Siempre ha sido curiosa. Los sermones en las congregaciones a las que la llevaba su abuela habrán “dejado su semilla por ahí”, dice Silvina. Pero El poder de la hora (el libro de Eckhart Tolle) marcó el punto de inicio de su camino espiritual en el que encontraría luego El Arte de Vivir, la biodescodificación, la terapia de constelaciones, el budismo y el Mantra Hare Krishna, la lectura de la Kabbalah, entre otras tantas experiencias.
“Por entonces era una adolescente en cuestionamiento permanente. A los 14, 15 años, mientras mis amigas estaban en la joda, yo me hacía demasiadas preguntas. Tenía tomos y tomos de mis diarios personales en los que volcaba reflexiones y sentimientos”, relata. “Me ganaba la rebeldía, esa necesidad de expansión de la que hablaba Suzanne Powell (autora irlandesa de Atrévete a ser tu maestro, entre otros libros), una de mis grandes referentes, cuando decidió buscarse más allá de su pueblo. Y eso era lo que yo sentía de chica mientras vivía en la zona sur de Rosario”.

******

CONSIGNA | Continúa el texto sobre el camino espiritual de Silvina a partir de su última oración.

DATOS |
******

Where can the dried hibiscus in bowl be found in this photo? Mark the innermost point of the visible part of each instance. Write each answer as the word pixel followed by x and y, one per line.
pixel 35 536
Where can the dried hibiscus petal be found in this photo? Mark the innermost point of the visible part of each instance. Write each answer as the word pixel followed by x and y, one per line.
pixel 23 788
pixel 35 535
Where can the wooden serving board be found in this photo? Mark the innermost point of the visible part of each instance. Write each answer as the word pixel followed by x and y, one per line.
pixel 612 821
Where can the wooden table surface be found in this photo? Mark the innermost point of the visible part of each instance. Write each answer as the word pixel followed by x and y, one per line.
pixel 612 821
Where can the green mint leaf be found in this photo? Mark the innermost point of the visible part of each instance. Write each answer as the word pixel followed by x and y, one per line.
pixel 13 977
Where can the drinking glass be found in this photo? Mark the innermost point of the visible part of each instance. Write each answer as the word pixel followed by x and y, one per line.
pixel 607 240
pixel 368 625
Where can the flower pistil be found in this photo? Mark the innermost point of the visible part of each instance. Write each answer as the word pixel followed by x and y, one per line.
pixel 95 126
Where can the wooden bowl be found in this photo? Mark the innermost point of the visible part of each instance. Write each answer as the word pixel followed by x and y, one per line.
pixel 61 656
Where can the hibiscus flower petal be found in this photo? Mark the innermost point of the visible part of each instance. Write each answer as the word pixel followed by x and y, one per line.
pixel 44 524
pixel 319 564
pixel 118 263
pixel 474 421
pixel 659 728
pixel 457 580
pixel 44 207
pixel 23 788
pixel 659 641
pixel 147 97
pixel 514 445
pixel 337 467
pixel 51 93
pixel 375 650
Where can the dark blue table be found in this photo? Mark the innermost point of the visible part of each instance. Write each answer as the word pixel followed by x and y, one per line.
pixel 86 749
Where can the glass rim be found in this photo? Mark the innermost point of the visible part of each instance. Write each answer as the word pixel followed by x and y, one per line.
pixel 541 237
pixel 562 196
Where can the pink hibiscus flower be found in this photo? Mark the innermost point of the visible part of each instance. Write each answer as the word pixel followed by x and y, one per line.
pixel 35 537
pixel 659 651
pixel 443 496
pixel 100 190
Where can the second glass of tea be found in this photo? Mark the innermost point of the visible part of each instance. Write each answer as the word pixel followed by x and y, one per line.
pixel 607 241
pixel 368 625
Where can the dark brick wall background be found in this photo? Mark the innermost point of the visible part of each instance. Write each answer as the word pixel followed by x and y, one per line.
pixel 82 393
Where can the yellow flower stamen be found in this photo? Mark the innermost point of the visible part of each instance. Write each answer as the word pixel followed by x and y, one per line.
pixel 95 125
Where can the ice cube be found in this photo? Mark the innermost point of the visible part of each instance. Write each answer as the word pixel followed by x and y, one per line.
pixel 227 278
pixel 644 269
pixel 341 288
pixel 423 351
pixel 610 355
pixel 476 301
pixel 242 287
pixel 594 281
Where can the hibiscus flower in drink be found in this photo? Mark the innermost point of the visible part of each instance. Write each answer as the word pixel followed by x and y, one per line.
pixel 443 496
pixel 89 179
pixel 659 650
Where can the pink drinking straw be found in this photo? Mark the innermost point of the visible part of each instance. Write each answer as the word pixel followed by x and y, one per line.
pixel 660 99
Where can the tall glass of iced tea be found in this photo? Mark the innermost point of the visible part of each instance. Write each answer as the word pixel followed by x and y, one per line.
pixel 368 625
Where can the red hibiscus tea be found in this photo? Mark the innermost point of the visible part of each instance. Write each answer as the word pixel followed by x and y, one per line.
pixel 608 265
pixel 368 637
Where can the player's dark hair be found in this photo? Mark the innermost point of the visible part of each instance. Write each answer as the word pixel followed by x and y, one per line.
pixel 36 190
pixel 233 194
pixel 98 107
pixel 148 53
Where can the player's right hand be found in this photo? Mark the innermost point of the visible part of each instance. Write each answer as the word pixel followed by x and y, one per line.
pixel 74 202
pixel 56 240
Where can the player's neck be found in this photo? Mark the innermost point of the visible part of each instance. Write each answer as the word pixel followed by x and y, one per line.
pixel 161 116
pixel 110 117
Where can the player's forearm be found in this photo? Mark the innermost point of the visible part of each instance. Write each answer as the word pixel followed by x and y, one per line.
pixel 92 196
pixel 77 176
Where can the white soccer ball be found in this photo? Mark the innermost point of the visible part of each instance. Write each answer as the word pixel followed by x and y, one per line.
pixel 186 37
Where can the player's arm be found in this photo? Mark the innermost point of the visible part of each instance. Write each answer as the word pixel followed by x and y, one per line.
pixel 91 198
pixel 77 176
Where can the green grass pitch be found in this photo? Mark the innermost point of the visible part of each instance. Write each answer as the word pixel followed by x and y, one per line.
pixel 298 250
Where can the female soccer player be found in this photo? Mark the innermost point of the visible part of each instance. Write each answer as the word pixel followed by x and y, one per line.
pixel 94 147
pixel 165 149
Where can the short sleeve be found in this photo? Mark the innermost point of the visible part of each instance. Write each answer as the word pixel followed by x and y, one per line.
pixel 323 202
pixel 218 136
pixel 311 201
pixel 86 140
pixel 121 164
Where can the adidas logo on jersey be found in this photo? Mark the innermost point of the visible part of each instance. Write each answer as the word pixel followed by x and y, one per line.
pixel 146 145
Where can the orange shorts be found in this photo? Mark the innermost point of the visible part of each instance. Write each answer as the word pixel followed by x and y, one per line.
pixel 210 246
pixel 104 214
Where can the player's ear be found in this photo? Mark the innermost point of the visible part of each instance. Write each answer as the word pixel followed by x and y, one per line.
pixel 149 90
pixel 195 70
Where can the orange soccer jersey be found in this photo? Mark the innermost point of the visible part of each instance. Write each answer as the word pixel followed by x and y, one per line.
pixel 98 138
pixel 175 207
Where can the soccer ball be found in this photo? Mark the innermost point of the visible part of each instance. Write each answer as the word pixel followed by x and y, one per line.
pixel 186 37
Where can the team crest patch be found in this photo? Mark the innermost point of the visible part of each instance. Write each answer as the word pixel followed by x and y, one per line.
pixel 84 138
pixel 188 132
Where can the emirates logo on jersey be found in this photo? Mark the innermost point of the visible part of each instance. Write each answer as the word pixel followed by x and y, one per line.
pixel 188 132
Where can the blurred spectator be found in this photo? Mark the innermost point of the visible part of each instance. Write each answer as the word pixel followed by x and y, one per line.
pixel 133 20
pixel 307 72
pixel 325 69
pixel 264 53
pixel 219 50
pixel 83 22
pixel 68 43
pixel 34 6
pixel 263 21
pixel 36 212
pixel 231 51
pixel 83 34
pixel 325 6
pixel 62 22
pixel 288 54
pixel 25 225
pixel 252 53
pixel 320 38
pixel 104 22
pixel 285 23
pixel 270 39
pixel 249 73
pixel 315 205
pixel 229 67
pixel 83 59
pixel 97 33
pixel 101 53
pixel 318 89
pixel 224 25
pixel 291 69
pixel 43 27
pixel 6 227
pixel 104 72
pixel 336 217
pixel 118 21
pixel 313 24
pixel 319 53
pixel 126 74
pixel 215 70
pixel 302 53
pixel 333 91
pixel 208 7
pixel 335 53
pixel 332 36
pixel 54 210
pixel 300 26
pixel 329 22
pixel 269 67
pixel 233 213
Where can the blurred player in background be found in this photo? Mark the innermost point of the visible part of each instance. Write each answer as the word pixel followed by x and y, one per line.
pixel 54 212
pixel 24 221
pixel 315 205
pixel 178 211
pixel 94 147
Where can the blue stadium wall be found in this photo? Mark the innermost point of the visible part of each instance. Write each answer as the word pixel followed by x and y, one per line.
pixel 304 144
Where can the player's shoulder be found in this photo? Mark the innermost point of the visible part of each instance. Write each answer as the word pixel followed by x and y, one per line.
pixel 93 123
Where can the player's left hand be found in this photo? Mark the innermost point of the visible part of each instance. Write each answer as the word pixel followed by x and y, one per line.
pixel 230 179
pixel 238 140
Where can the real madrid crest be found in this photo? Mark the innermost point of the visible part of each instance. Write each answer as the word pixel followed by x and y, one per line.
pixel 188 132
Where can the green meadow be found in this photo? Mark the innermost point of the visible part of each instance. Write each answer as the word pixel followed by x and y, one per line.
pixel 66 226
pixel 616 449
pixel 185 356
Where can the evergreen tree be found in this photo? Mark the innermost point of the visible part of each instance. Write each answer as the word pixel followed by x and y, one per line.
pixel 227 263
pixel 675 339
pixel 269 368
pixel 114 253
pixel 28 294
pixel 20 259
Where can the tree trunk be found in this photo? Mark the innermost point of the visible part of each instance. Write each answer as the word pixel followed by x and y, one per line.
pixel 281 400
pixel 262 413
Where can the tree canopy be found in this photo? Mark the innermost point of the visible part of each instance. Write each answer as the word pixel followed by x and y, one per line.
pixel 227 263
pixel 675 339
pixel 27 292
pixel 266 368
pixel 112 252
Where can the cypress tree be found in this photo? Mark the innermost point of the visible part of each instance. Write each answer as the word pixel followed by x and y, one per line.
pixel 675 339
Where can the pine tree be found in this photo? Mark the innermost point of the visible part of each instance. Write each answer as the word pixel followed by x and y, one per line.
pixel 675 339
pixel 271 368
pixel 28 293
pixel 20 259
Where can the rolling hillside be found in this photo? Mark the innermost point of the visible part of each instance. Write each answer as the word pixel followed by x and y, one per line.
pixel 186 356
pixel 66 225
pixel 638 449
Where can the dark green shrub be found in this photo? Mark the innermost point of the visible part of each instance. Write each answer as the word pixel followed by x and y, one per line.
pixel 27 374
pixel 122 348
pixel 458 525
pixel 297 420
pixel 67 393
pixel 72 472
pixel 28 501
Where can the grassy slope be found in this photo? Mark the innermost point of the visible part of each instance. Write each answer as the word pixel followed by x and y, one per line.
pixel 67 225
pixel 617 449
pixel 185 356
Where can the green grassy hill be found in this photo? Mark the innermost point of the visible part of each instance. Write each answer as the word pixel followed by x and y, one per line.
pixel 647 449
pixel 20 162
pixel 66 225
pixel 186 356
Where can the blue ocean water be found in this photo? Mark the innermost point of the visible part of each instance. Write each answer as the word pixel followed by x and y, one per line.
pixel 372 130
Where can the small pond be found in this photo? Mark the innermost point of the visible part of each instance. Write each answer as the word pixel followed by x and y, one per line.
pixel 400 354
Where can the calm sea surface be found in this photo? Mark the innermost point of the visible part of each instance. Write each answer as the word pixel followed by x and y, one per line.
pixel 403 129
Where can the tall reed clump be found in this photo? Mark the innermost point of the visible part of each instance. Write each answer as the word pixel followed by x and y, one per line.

******

RESPUESTA |
Hoy Silvina es coach ontológica, “una formación de dos años en las que se adquieren herramientas para acompañar a otras personas en espacios de autoobservación, para conocerse y detectar todas esas otras posibilidades de acción en sus vidas”. Y ella dice haber “vivido 100 y, de todas, aprendido”. Eso es la espiritualidad para ella. “Conexión con uno mismo. La escucha de nuestra voz interna. Mucho más allá de los condicionamientos, las exigencias y los deberíamos con los que llegamos a adultos. Y con consciencia de que podemos conectar con algo mucho más grande”.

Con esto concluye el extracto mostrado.